Data listing:
## begin

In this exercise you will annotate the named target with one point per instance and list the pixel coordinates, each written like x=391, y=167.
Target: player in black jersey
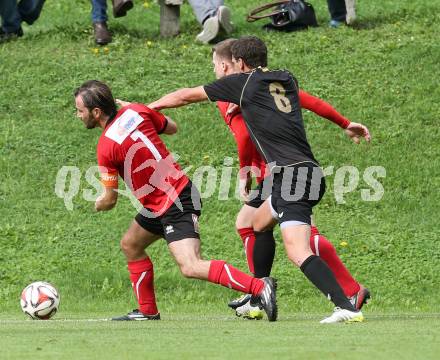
x=270, y=106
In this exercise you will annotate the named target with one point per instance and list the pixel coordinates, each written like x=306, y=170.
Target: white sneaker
x=350, y=6
x=343, y=315
x=211, y=28
x=249, y=312
x=224, y=18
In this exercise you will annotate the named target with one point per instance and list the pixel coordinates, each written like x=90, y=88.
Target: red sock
x=248, y=237
x=142, y=280
x=325, y=249
x=224, y=274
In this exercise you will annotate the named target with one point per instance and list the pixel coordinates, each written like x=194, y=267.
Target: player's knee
x=324, y=246
x=188, y=270
x=258, y=225
x=128, y=245
x=242, y=222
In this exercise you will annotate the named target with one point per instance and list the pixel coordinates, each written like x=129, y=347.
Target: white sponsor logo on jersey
x=124, y=126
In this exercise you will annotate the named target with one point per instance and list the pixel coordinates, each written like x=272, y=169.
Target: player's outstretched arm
x=179, y=98
x=355, y=131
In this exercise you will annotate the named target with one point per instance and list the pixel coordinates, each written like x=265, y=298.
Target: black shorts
x=176, y=224
x=256, y=196
x=296, y=189
x=259, y=194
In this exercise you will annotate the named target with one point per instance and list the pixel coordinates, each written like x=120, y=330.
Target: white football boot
x=248, y=311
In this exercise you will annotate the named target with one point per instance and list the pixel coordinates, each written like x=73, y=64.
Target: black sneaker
x=136, y=315
x=268, y=299
x=243, y=299
x=4, y=37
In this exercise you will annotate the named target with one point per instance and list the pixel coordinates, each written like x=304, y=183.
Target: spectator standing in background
x=341, y=12
x=213, y=16
x=13, y=14
x=99, y=18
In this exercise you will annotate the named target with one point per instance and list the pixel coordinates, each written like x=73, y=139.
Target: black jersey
x=269, y=102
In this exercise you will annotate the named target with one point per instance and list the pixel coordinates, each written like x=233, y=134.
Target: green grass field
x=383, y=72
x=214, y=336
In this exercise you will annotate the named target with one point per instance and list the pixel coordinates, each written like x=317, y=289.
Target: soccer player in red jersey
x=270, y=105
x=260, y=246
x=130, y=147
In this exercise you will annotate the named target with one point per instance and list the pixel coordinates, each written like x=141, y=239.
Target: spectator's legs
x=30, y=10
x=204, y=9
x=99, y=11
x=337, y=10
x=99, y=18
x=11, y=20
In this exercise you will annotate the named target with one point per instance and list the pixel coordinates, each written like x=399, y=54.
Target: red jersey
x=130, y=147
x=247, y=152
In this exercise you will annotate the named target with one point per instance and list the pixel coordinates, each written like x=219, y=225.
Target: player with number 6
x=270, y=106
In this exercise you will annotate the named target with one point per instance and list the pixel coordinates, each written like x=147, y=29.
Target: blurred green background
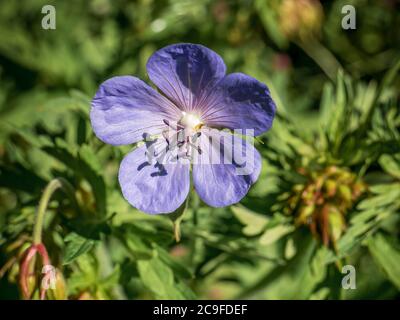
x=329, y=192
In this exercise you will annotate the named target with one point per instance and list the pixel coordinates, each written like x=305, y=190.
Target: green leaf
x=158, y=278
x=76, y=246
x=254, y=222
x=387, y=256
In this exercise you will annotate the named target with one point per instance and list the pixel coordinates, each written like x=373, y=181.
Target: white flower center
x=190, y=121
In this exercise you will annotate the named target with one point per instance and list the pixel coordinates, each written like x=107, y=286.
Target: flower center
x=190, y=122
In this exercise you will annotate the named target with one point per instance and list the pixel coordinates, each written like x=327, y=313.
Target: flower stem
x=52, y=186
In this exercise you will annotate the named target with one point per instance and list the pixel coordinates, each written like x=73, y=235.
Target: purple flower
x=181, y=127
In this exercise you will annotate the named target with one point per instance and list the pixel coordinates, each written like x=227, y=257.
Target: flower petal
x=225, y=169
x=125, y=108
x=153, y=187
x=240, y=102
x=185, y=73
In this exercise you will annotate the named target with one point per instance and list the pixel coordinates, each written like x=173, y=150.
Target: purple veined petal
x=240, y=102
x=125, y=109
x=186, y=73
x=224, y=171
x=153, y=186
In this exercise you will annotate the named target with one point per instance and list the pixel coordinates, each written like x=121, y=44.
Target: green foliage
x=337, y=95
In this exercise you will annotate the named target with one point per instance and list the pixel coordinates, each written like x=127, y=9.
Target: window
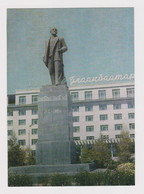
x=116, y=106
x=131, y=126
x=103, y=107
x=105, y=137
x=89, y=118
x=103, y=117
x=88, y=95
x=75, y=109
x=88, y=108
x=131, y=115
x=10, y=122
x=10, y=132
x=22, y=100
x=21, y=131
x=33, y=152
x=76, y=138
x=34, y=131
x=132, y=135
x=116, y=93
x=130, y=92
x=34, y=141
x=75, y=96
x=76, y=129
x=117, y=116
x=104, y=127
x=102, y=94
x=22, y=122
x=34, y=99
x=22, y=112
x=117, y=136
x=22, y=142
x=118, y=126
x=10, y=113
x=89, y=128
x=34, y=121
x=34, y=112
x=76, y=119
x=131, y=105
x=89, y=137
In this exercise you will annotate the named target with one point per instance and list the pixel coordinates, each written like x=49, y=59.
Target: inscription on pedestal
x=55, y=138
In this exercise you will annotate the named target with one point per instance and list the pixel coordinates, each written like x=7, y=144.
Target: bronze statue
x=53, y=59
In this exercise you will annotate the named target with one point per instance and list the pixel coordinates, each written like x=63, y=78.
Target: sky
x=99, y=40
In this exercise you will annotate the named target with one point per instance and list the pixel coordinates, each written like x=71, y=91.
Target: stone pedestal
x=55, y=136
x=55, y=151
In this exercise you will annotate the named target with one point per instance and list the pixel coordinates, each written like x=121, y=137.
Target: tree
x=16, y=155
x=125, y=147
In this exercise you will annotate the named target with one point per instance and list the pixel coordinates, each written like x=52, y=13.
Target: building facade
x=98, y=111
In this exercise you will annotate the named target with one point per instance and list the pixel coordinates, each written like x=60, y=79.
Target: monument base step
x=43, y=170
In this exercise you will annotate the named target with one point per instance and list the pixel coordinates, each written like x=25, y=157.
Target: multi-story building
x=98, y=110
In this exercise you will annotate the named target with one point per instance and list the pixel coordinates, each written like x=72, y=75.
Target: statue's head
x=53, y=31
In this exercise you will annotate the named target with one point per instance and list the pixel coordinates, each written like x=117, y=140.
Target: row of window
x=76, y=129
x=102, y=107
x=23, y=112
x=75, y=109
x=103, y=117
x=22, y=122
x=22, y=99
x=102, y=94
x=23, y=132
x=22, y=142
x=102, y=136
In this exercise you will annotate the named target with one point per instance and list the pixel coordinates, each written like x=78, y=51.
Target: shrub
x=44, y=180
x=19, y=180
x=61, y=180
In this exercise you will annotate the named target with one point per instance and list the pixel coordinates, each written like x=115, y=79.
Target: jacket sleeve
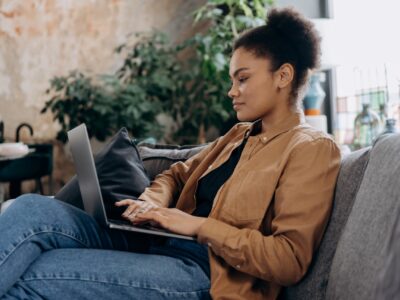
x=167, y=186
x=301, y=209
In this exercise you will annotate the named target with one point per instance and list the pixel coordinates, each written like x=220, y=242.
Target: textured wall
x=40, y=39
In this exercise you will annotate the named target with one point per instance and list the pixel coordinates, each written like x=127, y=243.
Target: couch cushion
x=120, y=171
x=158, y=158
x=389, y=277
x=360, y=253
x=314, y=284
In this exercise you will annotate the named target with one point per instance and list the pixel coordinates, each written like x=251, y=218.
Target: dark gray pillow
x=121, y=175
x=158, y=158
x=315, y=282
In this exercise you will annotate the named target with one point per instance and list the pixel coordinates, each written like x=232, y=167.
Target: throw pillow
x=121, y=175
x=158, y=158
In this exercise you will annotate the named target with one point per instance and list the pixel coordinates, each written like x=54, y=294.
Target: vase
x=366, y=127
x=315, y=95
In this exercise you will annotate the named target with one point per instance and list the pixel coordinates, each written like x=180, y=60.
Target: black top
x=207, y=189
x=209, y=185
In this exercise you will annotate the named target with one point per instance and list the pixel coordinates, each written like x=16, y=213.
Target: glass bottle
x=315, y=95
x=366, y=127
x=1, y=130
x=390, y=126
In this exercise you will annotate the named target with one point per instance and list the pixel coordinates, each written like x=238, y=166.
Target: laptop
x=90, y=187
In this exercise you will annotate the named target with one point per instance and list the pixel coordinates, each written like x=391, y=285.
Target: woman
x=257, y=199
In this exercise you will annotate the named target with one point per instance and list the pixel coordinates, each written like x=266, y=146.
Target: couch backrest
x=314, y=284
x=360, y=253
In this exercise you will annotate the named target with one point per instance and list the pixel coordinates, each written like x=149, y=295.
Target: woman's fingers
x=124, y=202
x=154, y=215
x=136, y=207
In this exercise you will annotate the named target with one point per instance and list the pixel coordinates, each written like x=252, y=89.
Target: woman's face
x=255, y=88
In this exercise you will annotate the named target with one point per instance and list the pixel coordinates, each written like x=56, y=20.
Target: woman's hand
x=134, y=208
x=171, y=219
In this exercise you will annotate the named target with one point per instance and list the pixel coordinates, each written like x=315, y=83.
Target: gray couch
x=359, y=254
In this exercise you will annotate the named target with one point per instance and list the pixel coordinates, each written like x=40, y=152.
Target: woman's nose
x=233, y=92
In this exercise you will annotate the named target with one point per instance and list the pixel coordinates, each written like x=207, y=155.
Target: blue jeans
x=51, y=250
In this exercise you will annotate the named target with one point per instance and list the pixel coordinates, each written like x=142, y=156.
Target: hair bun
x=300, y=32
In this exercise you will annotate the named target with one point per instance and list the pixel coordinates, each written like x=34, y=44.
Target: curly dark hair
x=288, y=37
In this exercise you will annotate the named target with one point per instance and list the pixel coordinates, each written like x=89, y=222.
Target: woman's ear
x=285, y=75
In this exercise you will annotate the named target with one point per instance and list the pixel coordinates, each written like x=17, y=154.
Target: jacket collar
x=294, y=120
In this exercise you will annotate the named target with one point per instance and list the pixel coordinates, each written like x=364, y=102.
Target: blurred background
x=159, y=68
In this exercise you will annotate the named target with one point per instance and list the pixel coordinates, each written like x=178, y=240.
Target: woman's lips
x=237, y=105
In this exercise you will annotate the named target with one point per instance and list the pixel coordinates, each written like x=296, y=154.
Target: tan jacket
x=269, y=216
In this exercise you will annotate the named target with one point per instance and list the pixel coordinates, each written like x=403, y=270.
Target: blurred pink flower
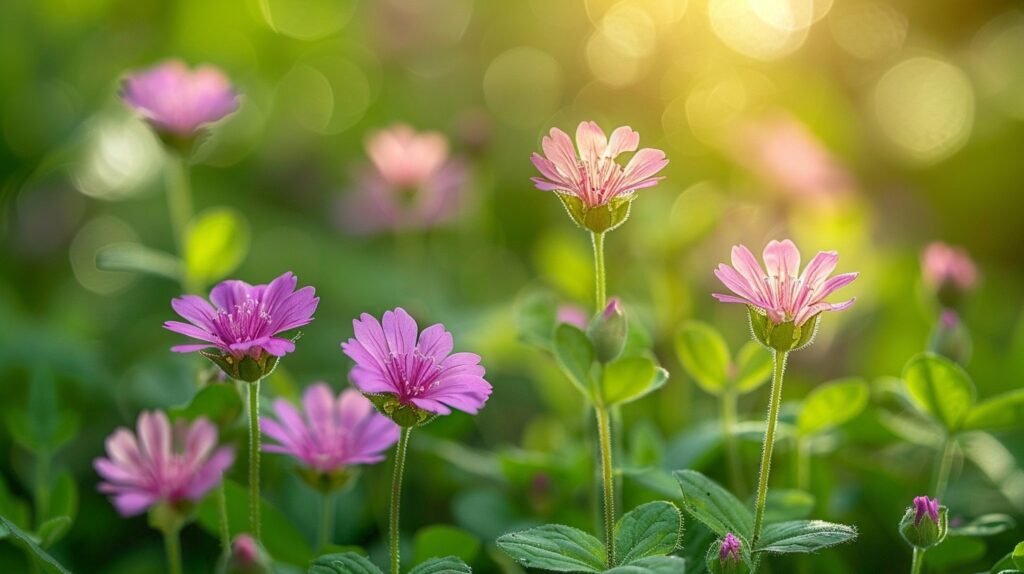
x=780, y=293
x=418, y=370
x=413, y=183
x=163, y=465
x=594, y=176
x=945, y=265
x=177, y=100
x=331, y=434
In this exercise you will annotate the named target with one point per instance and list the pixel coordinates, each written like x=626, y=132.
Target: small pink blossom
x=178, y=100
x=331, y=433
x=782, y=294
x=593, y=176
x=161, y=462
x=418, y=368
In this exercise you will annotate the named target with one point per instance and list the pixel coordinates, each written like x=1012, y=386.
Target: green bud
x=607, y=332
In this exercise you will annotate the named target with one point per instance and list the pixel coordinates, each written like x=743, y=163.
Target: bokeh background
x=867, y=127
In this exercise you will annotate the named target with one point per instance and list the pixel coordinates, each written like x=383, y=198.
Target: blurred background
x=871, y=128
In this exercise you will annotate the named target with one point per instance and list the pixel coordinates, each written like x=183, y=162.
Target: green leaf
x=140, y=259
x=753, y=366
x=576, y=355
x=652, y=565
x=833, y=404
x=651, y=529
x=705, y=355
x=985, y=525
x=218, y=402
x=554, y=546
x=446, y=565
x=441, y=539
x=216, y=243
x=26, y=541
x=939, y=388
x=629, y=379
x=803, y=536
x=347, y=563
x=1001, y=412
x=714, y=505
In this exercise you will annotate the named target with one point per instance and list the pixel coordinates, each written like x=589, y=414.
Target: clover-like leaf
x=651, y=529
x=714, y=505
x=555, y=546
x=803, y=536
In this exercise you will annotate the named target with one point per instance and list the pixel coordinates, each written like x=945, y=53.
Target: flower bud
x=782, y=337
x=925, y=524
x=246, y=558
x=726, y=557
x=607, y=332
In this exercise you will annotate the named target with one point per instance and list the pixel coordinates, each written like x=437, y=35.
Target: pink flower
x=332, y=433
x=780, y=293
x=418, y=371
x=245, y=319
x=945, y=265
x=413, y=183
x=177, y=100
x=594, y=177
x=163, y=464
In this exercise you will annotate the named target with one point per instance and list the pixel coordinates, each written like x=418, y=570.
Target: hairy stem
x=776, y=399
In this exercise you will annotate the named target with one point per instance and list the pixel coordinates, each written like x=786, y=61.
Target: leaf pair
x=643, y=538
x=706, y=357
x=624, y=380
x=351, y=563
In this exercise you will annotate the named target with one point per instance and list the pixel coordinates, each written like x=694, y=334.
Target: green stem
x=919, y=561
x=254, y=521
x=776, y=399
x=604, y=434
x=944, y=465
x=173, y=547
x=399, y=467
x=735, y=465
x=599, y=294
x=327, y=521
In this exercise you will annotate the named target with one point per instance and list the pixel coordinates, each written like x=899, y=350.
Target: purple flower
x=163, y=465
x=923, y=505
x=412, y=368
x=333, y=434
x=177, y=100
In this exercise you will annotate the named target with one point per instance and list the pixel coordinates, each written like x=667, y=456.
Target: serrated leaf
x=832, y=404
x=803, y=536
x=576, y=355
x=651, y=529
x=346, y=563
x=705, y=355
x=629, y=379
x=714, y=505
x=555, y=546
x=939, y=388
x=652, y=565
x=446, y=565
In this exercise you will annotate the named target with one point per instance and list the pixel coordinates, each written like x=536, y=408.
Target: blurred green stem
x=944, y=465
x=778, y=359
x=254, y=522
x=604, y=435
x=399, y=467
x=599, y=293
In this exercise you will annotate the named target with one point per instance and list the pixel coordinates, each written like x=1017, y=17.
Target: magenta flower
x=177, y=100
x=413, y=183
x=594, y=177
x=414, y=369
x=780, y=293
x=161, y=464
x=332, y=434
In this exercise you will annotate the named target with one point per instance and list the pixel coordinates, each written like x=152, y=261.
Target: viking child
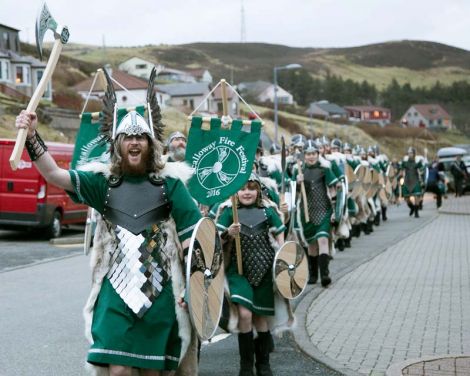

## end

Instructions to follow:
Tally the lines in the rows above that contain the word "pink" and reply with the count alone.

Finished task:
3